*CHECK YOUR UNDERSTANDING*
[1] Answer these questions from the text about the Romneys and Mormon practices.
(a) According to Douglas Foy, who paid for the wine at Cabinet dinner gatherings?
(b) How much food does the LDS Church advise its members to store?
(c) When does Fast Sunday fall, and for about how long do participating Mormons forgo food and drink?
[2] Pick up the text about the Romneys and Mormon practices after its final sentence and write its continuation.

*SUPPLIED TEXT*

+++++

Does this mean a return to the days of “Lemonade Lucy,” the posthumous nickname given to the wife of Rutherford B. Hayes, the 19th U.S. president, who banned alcohol from the White House?

No, said Cabinet members from Romney’s gubernatorial era and a current top aide. They said this health-related observance is not one the Romneys would impose on or expect of others.

“As governor, when Mitt Romney entertained at official functions in the evening, alcohol was served along with soft beverages,” said a senior aide who asked not to be identified in stories about religion.

“There was always a healthy cup of coffee for anyone who wanted it,” said Renee Fry, a former Cabinet member.

“Cabinet dinner gatherings were not dry,” wrote Douglas Foy, who also served in Governor Romney’s Cabinet. “Although the governor and his wife did not partake – which the governor often joked about, since he sponsored the gatherings and paid for the wine!”

Storing – and refraining from – food

The LDS Church advises its members to store enough food to feed a family for a year.

Food storage is viewed as a practical measure, one that can come in handy during, say, a crippling superstorm, massive power outages or unforeseen financial hardships.

The practice is rooted in Mormon history. The church’s early pioneers, on their trek westward to what is now Utah, experienced great suffering and starvation. They also endured their share of persecution and couldn’t rely on the help of others. So having resources squirreled away became a collective comfort.

Any chance that the Romneys would institute White House food storage?

Not because they would need it for themselves or likely anyone else at the White House, but Riess said in these uncertain times, it could be a good lesson in preparedness to showcase to the nation.

“I wouldn’t be surprised to see that,” she said.

Mitt Romney gathers donations in the wake of Superstorm Sandy.

Even if a family storing it doesn’t need the food, by having it available that family is poised to help others. Serving those less fortunate or in crisis is big in the LDS Church, and it is a part of another practice that may find its way into the White House if the Romneys move in.

The first Sunday of every month is Fast Sunday, when committed Mormons who are able forgo food and drink for about 24 hours. Coupled with prayer, it has spiritual meaning. It also serves to instill compassion for those who are in need, and to that end Mormons are encouraged to minimally donate what they would have spent on food to the church’s welfare fund.

Fast Sunday, or calls to fast at other times, can also bind Mormons together when they pray and fast for a common cause.

A Utah woman created buzz earlier this fall when an e-mail she sent out to friends and family, suggesting they fast to help Romney before the debates, began making the rounds in Mormon circles across the country. A new website, romneyfast.org, also the brainchild of private citizens – and not a church-sanctioned effort – asks people to fast and pray for Romney and his wife Ann this Sunday before America goes to the polls.

+++++

*PROVIDED RECORDS*
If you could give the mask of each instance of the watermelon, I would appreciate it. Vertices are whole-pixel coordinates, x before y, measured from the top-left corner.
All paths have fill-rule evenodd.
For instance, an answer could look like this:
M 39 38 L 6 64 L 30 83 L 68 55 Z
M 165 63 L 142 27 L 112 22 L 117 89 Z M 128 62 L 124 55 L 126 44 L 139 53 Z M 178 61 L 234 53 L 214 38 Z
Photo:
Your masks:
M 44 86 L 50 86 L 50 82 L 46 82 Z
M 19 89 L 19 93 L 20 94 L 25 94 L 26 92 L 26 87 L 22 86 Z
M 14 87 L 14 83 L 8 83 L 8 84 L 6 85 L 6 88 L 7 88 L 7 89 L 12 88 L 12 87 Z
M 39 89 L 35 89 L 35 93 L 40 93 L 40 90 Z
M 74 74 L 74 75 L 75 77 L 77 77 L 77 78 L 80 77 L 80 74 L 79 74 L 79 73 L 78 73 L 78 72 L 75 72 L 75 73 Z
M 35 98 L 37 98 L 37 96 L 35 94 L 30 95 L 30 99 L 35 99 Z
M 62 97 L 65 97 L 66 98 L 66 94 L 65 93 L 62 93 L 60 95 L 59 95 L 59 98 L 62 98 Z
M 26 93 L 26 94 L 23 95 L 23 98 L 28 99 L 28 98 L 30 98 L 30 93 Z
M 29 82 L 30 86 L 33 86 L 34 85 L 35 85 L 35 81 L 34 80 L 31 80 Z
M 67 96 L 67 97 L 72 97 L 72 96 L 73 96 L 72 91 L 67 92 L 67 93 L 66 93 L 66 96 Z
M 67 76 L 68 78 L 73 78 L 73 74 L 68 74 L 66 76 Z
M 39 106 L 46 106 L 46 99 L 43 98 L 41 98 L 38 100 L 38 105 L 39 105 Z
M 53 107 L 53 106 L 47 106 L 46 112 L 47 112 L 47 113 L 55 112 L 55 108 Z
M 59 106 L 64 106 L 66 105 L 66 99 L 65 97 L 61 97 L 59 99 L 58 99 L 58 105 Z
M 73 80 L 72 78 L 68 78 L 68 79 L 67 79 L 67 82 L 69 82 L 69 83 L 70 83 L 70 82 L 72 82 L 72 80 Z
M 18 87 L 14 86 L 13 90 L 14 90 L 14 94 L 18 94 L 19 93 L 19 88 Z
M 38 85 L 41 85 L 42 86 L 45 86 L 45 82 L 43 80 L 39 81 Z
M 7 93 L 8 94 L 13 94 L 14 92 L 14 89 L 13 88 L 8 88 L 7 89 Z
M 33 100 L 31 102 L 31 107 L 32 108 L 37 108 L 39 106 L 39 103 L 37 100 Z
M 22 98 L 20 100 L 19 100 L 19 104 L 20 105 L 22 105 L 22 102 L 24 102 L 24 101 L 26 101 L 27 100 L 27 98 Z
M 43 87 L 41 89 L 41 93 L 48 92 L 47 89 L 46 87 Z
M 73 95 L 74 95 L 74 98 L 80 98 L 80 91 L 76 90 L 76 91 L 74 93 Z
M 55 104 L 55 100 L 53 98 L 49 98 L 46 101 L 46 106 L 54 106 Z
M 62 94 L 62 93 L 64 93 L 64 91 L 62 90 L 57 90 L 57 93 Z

+++++

*TASK ANSWERS*
[1]
(a) The governor, Mitt Romney, paid for the wine.
(b) It advises storing enough food to feed a family for a year.
(c) Fast Sunday is the first Sunday of every month, and participants forgo food and drink for about 24 hours.

[2]
When he was governor of Massachusetts, and in general, Mitt and Ann Romney observed Fast Sunday and “always contributed very generously to the fast offering fund,” said Bennett, who held church leadership roles with Romney in the Boston area.

What’s more, Bennett said that when Romney served as their congregation's bishop – the equivalent of an unpaid pastor – it wasn’t uncommon for the two friends to fast more than once a month. At the time, Bennett was one of Romney's two counselors, or advisers.

“Occasionally he would invite me and the other counselor to join him in fasting on a weekday for a specific purpose,” Bennett wrote in an e-mail. “For example, one purpose would be to seek inspiration regarding an important decision, another purpose would be to express love, support and solidarity to someone who was ill or going through very difficult times.”

Whether Romney would maintain this observance from the nation’s highest office, we can’t know. But it looks like the White House kitchen staff may be in for a little downtime each month, if they’re lucky.

Honoring the Sabbath, going to church and other Mormon observances

Sunday is a holy day for active LDS Church members. It’s a time when Mormons attend their local congregation - it's known as a ward, which in Catholic-speak would be comparable to a parish - and worship with their families and community.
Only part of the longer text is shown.